* _Task goal_
Please write out the stretch of material from its start through the line containing "Point out the decorative" word for word, leaving out the pictures.

* _Records supplied_
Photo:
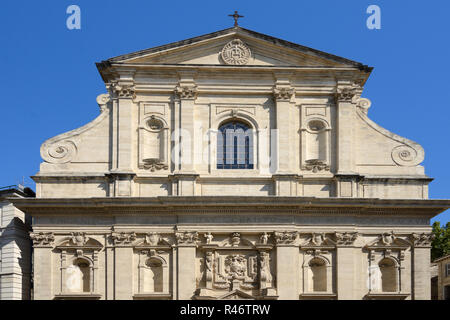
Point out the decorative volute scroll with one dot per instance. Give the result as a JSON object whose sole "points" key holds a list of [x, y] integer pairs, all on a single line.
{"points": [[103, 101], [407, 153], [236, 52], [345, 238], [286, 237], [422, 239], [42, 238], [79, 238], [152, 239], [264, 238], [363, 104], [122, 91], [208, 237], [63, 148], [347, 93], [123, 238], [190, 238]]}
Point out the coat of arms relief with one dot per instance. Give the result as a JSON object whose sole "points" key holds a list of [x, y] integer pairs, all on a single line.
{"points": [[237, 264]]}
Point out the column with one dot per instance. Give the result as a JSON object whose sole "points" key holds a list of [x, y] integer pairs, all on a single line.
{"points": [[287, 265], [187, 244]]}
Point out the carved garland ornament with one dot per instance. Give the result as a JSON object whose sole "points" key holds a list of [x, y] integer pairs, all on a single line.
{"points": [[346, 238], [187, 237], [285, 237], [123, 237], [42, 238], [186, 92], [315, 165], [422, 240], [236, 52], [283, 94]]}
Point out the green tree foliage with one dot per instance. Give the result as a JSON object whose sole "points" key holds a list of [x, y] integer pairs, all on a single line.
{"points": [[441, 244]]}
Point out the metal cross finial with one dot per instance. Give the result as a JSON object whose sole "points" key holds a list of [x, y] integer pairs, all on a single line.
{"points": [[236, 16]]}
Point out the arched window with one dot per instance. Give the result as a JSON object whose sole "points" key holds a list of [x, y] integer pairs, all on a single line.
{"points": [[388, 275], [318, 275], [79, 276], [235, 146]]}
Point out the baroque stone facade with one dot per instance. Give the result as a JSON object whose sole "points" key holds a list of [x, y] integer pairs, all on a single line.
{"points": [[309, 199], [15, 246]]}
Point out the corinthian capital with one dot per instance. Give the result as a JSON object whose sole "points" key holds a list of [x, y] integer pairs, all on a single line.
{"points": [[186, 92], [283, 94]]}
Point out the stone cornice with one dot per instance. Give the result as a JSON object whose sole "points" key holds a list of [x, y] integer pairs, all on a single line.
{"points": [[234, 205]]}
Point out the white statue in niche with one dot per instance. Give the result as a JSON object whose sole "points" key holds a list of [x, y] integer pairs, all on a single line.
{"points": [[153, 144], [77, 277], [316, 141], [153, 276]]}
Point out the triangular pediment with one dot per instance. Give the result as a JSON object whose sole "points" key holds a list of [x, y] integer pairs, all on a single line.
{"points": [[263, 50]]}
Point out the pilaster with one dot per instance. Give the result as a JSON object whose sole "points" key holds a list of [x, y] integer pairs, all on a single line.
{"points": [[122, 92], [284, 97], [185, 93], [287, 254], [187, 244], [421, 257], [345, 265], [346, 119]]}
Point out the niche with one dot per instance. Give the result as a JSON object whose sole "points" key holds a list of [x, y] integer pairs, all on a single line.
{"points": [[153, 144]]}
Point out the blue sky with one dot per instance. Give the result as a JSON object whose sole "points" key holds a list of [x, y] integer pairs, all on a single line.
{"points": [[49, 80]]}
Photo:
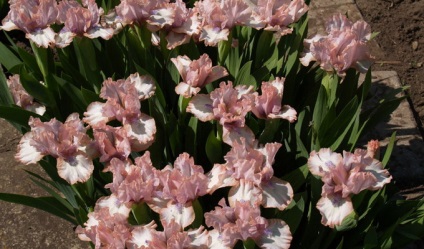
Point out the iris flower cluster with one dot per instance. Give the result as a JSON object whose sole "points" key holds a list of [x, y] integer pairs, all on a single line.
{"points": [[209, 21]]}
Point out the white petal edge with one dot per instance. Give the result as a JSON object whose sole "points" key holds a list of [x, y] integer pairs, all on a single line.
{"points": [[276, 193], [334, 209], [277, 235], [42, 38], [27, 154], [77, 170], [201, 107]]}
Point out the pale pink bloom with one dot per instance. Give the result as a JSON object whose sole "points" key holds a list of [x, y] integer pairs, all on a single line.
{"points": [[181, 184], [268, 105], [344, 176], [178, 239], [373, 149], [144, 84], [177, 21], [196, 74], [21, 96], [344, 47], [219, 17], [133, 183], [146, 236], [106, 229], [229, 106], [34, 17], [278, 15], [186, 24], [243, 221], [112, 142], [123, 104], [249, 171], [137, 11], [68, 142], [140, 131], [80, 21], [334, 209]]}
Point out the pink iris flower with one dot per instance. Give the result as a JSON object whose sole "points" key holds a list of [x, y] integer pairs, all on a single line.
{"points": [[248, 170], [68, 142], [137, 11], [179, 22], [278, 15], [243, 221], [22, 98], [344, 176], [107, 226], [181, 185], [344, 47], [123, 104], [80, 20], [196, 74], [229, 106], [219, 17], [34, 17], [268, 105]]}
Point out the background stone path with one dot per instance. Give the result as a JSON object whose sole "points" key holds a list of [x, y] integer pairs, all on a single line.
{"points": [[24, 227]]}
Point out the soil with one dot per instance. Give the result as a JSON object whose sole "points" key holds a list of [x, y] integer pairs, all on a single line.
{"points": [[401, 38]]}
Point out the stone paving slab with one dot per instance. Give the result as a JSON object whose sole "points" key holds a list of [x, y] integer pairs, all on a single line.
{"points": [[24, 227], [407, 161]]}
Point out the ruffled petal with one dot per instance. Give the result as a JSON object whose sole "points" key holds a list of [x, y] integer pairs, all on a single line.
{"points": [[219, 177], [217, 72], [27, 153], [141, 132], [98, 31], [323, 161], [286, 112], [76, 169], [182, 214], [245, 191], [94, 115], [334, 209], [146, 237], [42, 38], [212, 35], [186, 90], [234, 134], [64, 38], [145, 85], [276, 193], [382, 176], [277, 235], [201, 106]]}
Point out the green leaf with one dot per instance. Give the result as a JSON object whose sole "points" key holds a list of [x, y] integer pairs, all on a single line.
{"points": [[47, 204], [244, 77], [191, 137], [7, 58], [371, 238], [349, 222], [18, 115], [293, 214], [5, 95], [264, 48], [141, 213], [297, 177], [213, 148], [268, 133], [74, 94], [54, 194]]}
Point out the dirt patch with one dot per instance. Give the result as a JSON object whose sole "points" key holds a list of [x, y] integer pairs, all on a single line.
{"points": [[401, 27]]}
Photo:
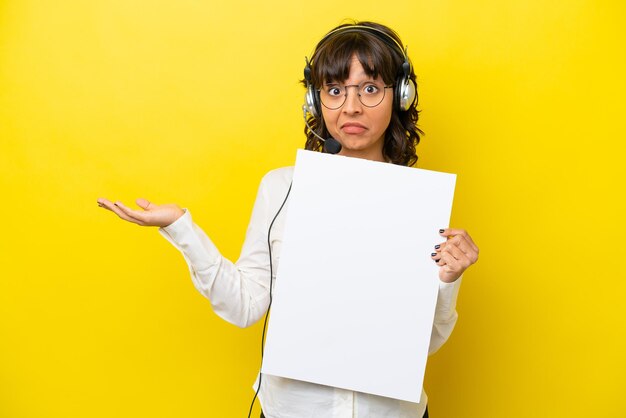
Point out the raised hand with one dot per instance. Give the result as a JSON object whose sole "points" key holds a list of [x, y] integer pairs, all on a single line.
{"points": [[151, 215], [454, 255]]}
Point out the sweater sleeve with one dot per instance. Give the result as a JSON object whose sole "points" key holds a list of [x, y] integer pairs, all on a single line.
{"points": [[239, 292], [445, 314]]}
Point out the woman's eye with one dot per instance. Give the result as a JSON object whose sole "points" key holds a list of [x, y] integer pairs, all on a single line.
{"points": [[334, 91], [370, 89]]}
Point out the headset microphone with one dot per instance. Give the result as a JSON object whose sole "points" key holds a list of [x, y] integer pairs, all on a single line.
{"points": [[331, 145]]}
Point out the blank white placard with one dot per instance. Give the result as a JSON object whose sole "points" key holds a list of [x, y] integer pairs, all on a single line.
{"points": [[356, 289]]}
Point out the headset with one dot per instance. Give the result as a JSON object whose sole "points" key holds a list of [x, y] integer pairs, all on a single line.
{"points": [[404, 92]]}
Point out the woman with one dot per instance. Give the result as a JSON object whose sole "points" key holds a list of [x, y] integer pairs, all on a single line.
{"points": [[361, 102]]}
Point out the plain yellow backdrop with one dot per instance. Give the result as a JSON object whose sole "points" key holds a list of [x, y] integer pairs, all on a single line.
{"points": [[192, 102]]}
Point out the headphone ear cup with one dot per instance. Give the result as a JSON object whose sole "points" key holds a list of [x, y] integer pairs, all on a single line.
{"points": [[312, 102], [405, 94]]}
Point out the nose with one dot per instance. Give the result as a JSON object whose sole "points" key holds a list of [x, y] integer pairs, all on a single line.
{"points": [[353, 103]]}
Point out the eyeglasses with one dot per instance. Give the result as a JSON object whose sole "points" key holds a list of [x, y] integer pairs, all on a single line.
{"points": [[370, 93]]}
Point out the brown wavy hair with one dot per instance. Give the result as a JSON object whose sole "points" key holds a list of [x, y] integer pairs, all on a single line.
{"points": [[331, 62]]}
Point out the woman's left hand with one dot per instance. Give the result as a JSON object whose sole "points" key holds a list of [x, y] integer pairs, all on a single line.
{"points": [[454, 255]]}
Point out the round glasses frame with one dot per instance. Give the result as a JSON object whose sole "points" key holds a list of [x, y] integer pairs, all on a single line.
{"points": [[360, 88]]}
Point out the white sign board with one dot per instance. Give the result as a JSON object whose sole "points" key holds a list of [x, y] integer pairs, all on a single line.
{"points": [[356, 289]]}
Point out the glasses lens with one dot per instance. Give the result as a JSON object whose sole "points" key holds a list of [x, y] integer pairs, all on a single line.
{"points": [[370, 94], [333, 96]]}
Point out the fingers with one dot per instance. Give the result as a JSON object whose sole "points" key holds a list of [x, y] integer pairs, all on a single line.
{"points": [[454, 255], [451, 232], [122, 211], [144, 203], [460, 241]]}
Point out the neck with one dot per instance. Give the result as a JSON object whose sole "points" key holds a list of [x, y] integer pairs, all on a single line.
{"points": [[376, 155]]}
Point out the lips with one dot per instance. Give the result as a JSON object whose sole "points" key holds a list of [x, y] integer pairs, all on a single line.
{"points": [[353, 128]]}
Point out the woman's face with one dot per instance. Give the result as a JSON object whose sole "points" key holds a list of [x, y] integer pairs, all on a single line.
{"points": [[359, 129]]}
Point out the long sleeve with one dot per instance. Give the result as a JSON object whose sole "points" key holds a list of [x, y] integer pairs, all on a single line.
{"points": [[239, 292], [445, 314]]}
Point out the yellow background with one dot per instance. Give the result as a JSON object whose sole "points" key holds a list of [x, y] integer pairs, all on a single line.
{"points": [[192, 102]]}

* _The completed task_
Photo:
Point out the decorative volute scroll with one dot per instance. Give the result as a JSON object whose sole "points" key holds a list of [x, y] integer pairs, all on a single line.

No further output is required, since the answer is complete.